Region labeling data:
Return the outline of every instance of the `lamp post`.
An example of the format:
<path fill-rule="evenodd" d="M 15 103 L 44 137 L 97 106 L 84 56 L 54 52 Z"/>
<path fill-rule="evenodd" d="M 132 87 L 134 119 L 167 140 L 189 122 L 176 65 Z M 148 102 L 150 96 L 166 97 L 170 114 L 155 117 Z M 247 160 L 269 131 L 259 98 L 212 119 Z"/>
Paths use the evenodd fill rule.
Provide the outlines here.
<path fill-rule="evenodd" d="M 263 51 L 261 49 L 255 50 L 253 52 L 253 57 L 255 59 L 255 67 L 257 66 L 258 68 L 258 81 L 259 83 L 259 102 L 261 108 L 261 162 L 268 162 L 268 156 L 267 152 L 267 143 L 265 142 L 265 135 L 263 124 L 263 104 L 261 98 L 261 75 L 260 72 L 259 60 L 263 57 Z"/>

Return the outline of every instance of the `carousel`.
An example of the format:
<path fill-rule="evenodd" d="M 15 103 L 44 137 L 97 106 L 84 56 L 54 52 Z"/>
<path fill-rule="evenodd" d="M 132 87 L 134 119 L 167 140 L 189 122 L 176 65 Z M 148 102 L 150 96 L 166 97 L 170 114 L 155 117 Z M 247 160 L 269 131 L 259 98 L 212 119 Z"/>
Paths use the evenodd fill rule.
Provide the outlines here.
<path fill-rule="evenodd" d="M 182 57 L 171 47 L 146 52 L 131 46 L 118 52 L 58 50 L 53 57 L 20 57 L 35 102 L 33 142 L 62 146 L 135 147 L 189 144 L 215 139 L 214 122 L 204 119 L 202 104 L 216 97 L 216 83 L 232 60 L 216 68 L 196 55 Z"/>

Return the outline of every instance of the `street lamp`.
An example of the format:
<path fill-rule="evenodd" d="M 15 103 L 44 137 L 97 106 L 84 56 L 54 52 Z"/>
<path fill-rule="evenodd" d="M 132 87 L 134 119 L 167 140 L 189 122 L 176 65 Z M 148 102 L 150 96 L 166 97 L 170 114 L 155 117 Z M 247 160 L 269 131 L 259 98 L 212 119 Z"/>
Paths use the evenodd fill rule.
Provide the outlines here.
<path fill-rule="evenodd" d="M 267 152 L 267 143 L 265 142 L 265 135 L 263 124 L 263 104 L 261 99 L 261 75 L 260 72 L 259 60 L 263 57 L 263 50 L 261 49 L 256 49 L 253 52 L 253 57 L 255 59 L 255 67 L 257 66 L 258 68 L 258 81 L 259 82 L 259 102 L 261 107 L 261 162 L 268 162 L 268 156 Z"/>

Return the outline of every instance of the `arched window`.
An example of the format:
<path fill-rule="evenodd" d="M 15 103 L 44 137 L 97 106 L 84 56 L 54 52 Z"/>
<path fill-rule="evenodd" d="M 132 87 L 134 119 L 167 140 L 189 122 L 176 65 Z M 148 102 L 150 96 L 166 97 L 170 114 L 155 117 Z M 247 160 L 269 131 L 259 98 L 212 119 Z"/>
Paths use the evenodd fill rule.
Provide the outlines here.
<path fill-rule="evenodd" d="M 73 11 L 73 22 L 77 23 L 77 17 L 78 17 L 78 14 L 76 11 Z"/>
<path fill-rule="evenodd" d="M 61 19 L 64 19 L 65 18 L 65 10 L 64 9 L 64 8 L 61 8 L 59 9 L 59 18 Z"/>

## Problem to solve
Identify all lines in the data above that contain the string "every", and copy each of them in full. Matching is case-sensitive.

## Finished exercise
Return the outline of every instance of the `lamp post`.
Return the outline of every instance of the `carousel`.
Return the outline of every instance of the `street lamp`.
Return the outline of every instance of the `arched window`.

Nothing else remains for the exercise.